Problem statement » Reproduce every one of the records below word for word, without changing any line.

Named-object pointing records »
<<<<

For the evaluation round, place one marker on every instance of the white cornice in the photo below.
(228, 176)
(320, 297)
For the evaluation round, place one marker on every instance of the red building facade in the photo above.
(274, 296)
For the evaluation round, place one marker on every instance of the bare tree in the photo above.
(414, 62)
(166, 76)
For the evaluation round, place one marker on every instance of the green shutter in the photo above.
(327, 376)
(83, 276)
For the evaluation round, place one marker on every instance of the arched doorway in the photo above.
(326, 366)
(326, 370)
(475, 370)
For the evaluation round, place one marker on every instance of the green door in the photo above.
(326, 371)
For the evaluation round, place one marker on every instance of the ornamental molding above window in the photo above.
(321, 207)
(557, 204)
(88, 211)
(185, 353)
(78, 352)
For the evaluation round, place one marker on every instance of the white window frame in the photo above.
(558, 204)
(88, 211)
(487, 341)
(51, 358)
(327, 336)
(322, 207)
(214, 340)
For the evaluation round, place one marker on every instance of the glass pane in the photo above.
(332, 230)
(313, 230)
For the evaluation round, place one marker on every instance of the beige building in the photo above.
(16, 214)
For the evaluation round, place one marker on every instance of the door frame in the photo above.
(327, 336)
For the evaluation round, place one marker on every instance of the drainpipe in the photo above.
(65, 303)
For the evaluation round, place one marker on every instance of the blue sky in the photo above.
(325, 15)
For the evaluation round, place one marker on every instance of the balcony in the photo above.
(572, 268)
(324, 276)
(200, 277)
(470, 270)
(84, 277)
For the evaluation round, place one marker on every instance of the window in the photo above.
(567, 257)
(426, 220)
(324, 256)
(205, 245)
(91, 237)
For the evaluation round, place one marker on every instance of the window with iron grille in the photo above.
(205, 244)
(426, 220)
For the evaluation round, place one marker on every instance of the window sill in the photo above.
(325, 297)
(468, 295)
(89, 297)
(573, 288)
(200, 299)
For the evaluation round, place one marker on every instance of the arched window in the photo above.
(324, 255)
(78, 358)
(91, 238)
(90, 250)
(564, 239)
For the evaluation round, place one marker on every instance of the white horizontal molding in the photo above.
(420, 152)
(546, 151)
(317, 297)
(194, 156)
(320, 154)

>>>>

Result »
For the evaluation round, place one marker on every instance of the white cornice in the photo below.
(228, 176)
(320, 297)
For the evaluation round, place one marker on every instance of the red building facade in the photo above.
(274, 296)
For the evaluation round, place one marker on every instance of the bare tree in the photo above.
(414, 62)
(166, 76)
For the evaluation round, place one marker on every instance of the green shutter in the photo above.
(327, 376)
(83, 276)
For the evaluation round, place one marker on every instance of the arched doorway in the photo above.
(326, 366)
(326, 370)
(475, 370)
For the evaluation round, place one marker on every instance of the green door in the photo above.
(326, 371)
For the evaluation round, place one marker on every instance of the ornamental molding above window in the photo above.
(321, 207)
(557, 204)
(88, 211)
(185, 353)
(78, 352)
For the evaluation round, place one marker on every instance of the white window frame in the photo above.
(558, 204)
(88, 211)
(487, 341)
(51, 358)
(327, 336)
(322, 207)
(214, 340)
For the evaluation round, place one marker on every instance of the glass pane in the photo above.
(332, 230)
(313, 230)
For the evaluation round, place one marker on every instance of the beige building in the photo above.
(16, 214)
For the evaluation round, place one marker on every instance of the door frame in the photo above.
(327, 336)
For the evaluation round, place one marker on every instance of the drainpipe in the photo above.
(65, 303)
For the evaluation round, place one marker on every instance of the blue sky in the photo above.
(325, 15)
For the evaluation round, place one marker on every instance of the balcony in the photo above.
(572, 268)
(324, 276)
(200, 277)
(470, 270)
(84, 277)
For the evaluation round, place one marker on every instance of the window in the photo above.
(567, 257)
(426, 220)
(324, 256)
(205, 245)
(91, 237)
For the evaluation round, place one marker on every instance of the window with iron grille in the photo above.
(205, 244)
(426, 220)
For the evaluation round, place one marker on every instance of the window sill in the photo above.
(325, 297)
(468, 295)
(89, 297)
(573, 288)
(200, 299)
For the evaluation round, place one marker on every instance of the arched window in the photo above.
(324, 255)
(78, 358)
(91, 238)
(90, 250)
(564, 239)
For the evaluation round, place one marker on every instance of the white horizontal molding in the photo above.
(420, 152)
(546, 151)
(317, 297)
(194, 156)
(320, 154)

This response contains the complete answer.